When Z3 returns SAT, the model — the specific variable assignment that satisfies the formula — tells you which principal can reach which resource via which action. You don't enumerate paths; the solver finds them. This is the same technique AWS uses internally with Zelkova for IAM policy analysis.
But for transitive composition — role A can assume role B can assume role C — SMT's bounded quantification gets expensive. Datalog is the better engine here because fixed-point evaluation naturally computes transitive closure:
%% Soufflé — six lines, handles arbitrary role chain depth
can_assume(P, R) :- trust_policy(R, P, _).
can_assume(P, R2) :- can_assume(P, R1), trust_policy(R2, R1, _).
effective_access(P, Res, Act) :-
can_assume(P, R), has_action(R, Act), has_resource(R, Res).
Class 3 (trust boundaries) is graph reachability with constraints. Both Z3 and Soufflé handle it, but with different tradeoffs. Z3 can prove that no unauthorized trust path exists (UNSAT = proved safe). Soufflé can enumerate all unauthorized trust paths (every fact in the effective_access relation that violates the authorization model). Proof vs. enumeration — pick the one your workflow needs.
Class 4 (network isolation) is where SMT is structurally dominant. Network rules are linear constraints: "allow TCP from 10.0.0.0/24 to 10.1.0.0/24 on port 443" is a conjunction of range checks. Security groups, NACLs, and route tables compose as layers of constraints. The satisfiability question — "does any packet exist that passes all allow rules and no deny rules across all layers?" — is a natural SMT problem. This is how AWS Tiros works internally.
************
- [Prompt]: List every relation name that appears in the Soufflé code of the excerpt on Z3 and Soufflé. These entries are not needed.

- [Region pointing data]:
************
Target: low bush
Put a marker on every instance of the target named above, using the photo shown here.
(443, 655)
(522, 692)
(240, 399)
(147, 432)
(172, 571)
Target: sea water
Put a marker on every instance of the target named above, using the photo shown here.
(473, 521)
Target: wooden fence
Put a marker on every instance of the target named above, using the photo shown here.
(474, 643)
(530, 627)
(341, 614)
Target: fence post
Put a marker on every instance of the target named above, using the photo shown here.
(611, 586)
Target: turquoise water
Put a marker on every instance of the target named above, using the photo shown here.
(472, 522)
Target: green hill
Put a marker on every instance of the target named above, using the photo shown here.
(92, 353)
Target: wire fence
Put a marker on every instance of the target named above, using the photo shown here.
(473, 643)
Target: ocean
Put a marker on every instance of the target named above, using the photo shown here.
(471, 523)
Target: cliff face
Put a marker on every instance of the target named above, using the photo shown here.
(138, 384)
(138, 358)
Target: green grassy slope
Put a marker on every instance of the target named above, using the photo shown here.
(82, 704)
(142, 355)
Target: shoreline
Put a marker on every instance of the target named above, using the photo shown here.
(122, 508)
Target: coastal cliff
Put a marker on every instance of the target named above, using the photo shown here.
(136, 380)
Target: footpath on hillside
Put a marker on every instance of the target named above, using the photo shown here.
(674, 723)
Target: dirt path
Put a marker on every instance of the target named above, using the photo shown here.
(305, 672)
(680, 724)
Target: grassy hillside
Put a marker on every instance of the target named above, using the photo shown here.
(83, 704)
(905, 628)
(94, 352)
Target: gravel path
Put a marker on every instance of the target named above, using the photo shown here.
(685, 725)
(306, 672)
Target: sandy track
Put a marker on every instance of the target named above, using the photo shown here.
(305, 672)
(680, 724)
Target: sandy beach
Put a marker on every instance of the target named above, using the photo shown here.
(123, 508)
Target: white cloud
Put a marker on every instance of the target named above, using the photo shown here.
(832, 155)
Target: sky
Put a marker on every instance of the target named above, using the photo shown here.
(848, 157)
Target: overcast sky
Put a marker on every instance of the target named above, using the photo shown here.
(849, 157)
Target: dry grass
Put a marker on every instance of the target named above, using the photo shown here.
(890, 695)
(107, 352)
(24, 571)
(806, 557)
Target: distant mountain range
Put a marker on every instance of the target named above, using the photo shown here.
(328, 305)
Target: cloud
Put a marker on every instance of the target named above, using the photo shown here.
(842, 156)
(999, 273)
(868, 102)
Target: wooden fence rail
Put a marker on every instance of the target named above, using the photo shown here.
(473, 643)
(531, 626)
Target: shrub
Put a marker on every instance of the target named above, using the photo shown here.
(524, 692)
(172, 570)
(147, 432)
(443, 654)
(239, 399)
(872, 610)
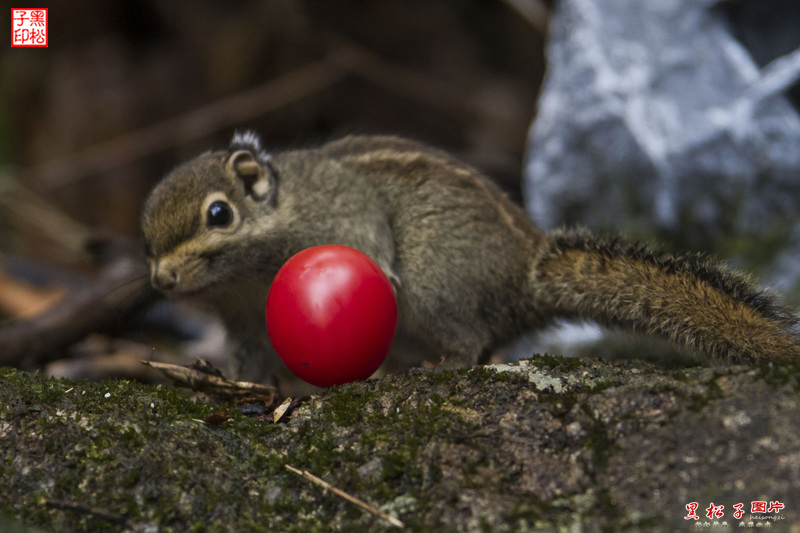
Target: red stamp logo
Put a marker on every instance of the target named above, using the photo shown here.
(29, 27)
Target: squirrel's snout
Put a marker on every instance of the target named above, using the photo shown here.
(164, 277)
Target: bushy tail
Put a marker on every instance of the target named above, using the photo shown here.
(688, 300)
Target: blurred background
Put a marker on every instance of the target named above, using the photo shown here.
(127, 90)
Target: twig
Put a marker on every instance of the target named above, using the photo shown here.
(201, 381)
(327, 486)
(122, 289)
(91, 511)
(224, 113)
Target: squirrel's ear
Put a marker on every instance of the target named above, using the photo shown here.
(259, 181)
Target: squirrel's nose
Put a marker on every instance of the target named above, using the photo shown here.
(165, 278)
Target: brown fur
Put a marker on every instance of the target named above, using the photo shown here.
(471, 270)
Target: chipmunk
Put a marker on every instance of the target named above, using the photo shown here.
(471, 270)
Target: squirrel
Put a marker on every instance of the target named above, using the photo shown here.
(471, 270)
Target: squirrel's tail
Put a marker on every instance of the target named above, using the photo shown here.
(688, 300)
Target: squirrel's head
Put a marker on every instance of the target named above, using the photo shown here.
(199, 220)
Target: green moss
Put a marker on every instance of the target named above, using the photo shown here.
(559, 362)
(713, 392)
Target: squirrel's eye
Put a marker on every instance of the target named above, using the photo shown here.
(219, 215)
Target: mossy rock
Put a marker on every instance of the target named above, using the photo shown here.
(541, 445)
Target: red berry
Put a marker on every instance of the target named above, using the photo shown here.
(331, 315)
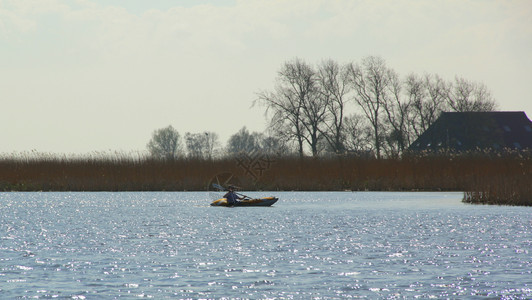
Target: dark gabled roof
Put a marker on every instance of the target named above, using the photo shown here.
(463, 131)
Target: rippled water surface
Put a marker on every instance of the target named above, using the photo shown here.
(308, 245)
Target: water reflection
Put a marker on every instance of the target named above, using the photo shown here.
(329, 245)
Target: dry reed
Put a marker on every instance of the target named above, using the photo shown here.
(486, 177)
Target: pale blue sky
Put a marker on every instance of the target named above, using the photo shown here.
(90, 75)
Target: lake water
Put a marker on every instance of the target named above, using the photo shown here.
(308, 245)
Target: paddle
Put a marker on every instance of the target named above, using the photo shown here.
(221, 188)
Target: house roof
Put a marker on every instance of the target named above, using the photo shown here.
(463, 131)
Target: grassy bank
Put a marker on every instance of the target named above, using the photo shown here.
(486, 178)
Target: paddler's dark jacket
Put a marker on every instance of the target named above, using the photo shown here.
(231, 197)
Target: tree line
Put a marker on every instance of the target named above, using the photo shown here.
(364, 108)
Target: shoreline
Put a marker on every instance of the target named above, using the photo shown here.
(484, 178)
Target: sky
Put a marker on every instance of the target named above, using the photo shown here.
(78, 76)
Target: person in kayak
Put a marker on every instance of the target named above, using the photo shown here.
(231, 196)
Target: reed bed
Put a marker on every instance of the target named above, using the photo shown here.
(490, 178)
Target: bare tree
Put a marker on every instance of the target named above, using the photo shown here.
************
- [Completed task]: can_assume, trust_policy, effective_access, has_action, has_resource